▶ [DATASET ROWS]:

*****

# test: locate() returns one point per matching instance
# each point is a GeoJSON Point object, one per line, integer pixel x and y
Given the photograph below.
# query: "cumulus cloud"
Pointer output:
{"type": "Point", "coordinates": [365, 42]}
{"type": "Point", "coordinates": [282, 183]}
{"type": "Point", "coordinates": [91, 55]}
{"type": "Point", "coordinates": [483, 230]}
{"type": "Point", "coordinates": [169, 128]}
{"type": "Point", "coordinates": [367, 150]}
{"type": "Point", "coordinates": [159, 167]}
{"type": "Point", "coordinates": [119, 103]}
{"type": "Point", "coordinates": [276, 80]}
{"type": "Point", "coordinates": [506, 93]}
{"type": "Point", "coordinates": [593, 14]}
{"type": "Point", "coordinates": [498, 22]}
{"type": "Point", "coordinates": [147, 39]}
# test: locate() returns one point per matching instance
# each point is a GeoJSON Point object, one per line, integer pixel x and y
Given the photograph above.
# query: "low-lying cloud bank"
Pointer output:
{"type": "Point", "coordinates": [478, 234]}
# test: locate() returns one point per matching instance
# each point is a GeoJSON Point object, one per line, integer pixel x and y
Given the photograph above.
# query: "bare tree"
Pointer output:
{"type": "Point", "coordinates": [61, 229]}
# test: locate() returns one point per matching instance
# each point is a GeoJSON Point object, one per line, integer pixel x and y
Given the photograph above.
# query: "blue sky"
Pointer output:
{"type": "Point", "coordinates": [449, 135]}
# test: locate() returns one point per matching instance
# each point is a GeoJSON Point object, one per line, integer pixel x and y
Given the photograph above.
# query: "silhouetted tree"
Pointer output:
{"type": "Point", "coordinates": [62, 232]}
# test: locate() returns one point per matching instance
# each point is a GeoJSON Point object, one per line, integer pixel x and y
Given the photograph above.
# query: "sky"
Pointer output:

*****

Extract every line above exactly as it stands.

# test: locate() returns one point per matching instance
# each point is a GeoJSON Point object, one per line, integer pixel x and y
Given the photograph below.
# query: "cumulus cloud"
Pointer output:
{"type": "Point", "coordinates": [365, 42]}
{"type": "Point", "coordinates": [282, 183]}
{"type": "Point", "coordinates": [91, 55]}
{"type": "Point", "coordinates": [483, 230]}
{"type": "Point", "coordinates": [169, 128]}
{"type": "Point", "coordinates": [367, 150]}
{"type": "Point", "coordinates": [159, 167]}
{"type": "Point", "coordinates": [119, 103]}
{"type": "Point", "coordinates": [276, 80]}
{"type": "Point", "coordinates": [506, 93]}
{"type": "Point", "coordinates": [593, 14]}
{"type": "Point", "coordinates": [498, 22]}
{"type": "Point", "coordinates": [147, 39]}
# test: locate() returns one point per matching instance
# each point is a GeoJSON Point object, one per line, integer pixel x and y
Given the photograph above.
# query: "low-lying cloud bank"
Pointer output:
{"type": "Point", "coordinates": [478, 234]}
# test: locate() returns one point per matching instance
# each point is a GeoJSON Point object, one per line, integer pixel x and y
Given the photograph above.
# query: "bare tree"
Pointer output:
{"type": "Point", "coordinates": [61, 229]}
# test: locate() returns one point per matching instance
# each point is a GeoJSON Point object, one per line, integer pixel x and y
Given the photograph above.
# query: "blue sky"
Pointer output:
{"type": "Point", "coordinates": [449, 135]}
# test: locate() returns one point per matching instance
# each point is a GeoJSON Point object, one per line, integer pixel x and y
Given the photograph above.
# query: "silhouetted tree"
Pointer output:
{"type": "Point", "coordinates": [62, 232]}
# test: locate() returns one point per matching instance
# each point is a GeoJSON Point object, one per line, integer pixel x and y
Given the photograph above.
# query: "sky"
Pointer output:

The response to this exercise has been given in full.